▶ _Prompt_
Repeat nothing but the lines below running from the one containing "box: [277, 1, 290, 31]" to the one containing "positive clicks: (266, 124)". Keep both end lines.

►

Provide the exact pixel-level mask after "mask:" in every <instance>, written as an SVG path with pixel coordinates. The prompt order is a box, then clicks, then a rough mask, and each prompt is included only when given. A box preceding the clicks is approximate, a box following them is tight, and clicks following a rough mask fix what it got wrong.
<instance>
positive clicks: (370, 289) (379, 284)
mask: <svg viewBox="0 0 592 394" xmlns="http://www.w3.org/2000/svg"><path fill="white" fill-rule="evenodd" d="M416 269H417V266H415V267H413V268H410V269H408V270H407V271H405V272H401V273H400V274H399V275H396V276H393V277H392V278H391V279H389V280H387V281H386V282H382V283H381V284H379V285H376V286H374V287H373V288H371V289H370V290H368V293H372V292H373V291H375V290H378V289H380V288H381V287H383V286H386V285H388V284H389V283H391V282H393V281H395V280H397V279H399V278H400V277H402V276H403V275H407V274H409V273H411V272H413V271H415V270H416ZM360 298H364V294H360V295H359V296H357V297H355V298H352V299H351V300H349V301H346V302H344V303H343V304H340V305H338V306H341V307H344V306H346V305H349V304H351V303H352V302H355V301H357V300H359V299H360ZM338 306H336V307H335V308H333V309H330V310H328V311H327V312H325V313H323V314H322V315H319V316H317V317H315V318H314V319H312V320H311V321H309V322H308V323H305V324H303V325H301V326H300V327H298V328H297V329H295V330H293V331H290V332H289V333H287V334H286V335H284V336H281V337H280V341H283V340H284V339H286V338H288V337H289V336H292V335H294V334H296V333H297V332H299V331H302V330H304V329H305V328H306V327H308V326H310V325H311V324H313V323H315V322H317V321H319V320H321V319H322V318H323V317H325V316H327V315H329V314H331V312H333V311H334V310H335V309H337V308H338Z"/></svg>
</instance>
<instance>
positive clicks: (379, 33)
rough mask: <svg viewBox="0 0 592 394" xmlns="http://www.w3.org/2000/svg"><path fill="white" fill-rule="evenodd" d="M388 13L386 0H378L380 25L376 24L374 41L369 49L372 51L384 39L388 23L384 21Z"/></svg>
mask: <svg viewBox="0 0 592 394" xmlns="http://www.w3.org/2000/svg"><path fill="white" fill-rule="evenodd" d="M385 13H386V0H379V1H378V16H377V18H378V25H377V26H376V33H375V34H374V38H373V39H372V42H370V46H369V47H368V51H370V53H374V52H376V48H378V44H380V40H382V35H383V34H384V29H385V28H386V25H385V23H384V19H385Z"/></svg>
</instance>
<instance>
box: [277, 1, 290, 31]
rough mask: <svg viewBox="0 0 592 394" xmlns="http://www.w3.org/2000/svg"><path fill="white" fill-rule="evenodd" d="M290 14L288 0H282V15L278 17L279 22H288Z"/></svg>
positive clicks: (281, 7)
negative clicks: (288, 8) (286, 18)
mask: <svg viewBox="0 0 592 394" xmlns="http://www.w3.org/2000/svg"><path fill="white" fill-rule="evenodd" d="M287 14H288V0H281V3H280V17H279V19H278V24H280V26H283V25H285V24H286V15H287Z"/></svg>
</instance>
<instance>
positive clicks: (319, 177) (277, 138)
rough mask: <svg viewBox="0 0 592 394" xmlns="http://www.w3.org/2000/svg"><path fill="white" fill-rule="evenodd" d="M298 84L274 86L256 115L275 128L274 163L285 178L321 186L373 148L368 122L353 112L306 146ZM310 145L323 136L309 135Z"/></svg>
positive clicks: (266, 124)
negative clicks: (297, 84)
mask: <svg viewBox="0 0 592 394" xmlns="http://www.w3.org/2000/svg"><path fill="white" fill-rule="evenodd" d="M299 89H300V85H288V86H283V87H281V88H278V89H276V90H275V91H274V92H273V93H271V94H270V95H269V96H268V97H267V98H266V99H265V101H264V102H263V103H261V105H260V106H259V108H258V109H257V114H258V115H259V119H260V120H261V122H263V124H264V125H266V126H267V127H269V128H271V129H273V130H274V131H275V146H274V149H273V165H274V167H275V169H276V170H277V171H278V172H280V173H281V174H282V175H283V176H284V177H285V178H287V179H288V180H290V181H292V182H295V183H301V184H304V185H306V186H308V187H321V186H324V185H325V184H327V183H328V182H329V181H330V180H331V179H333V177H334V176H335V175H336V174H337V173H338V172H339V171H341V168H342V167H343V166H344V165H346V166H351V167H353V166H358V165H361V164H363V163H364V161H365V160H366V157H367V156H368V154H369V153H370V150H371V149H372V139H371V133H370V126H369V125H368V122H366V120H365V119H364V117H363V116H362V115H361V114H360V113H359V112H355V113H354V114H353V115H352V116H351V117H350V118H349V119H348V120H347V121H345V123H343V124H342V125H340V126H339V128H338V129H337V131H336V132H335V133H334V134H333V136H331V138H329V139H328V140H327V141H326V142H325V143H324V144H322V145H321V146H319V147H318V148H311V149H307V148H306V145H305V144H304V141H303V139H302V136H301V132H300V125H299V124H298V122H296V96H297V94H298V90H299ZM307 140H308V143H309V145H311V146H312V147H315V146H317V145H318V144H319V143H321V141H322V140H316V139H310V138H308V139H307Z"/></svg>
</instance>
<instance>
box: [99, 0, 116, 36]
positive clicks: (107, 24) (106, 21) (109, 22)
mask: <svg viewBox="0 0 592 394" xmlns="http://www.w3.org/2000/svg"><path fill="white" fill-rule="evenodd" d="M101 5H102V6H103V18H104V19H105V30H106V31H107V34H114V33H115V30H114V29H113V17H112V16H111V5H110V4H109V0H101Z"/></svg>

◄

▶ _Answer to this problem_
box: [277, 1, 290, 31]
rough mask: <svg viewBox="0 0 592 394" xmlns="http://www.w3.org/2000/svg"><path fill="white" fill-rule="evenodd" d="M290 14L288 0H282V15L278 17L279 22H288Z"/></svg>
positive clicks: (281, 7)
negative clicks: (288, 8) (286, 18)
mask: <svg viewBox="0 0 592 394" xmlns="http://www.w3.org/2000/svg"><path fill="white" fill-rule="evenodd" d="M287 14H288V0H281V3H280V17H279V19H278V24H280V26H283V25H285V24H286V15H287Z"/></svg>
</instance>
<instance>
positive clicks: (319, 177) (277, 138)
rough mask: <svg viewBox="0 0 592 394" xmlns="http://www.w3.org/2000/svg"><path fill="white" fill-rule="evenodd" d="M298 84L274 86L256 115L275 128L274 163L285 178L321 186L373 148L368 122L353 112L306 146ZM310 145L323 136L309 135Z"/></svg>
positive clicks: (266, 124)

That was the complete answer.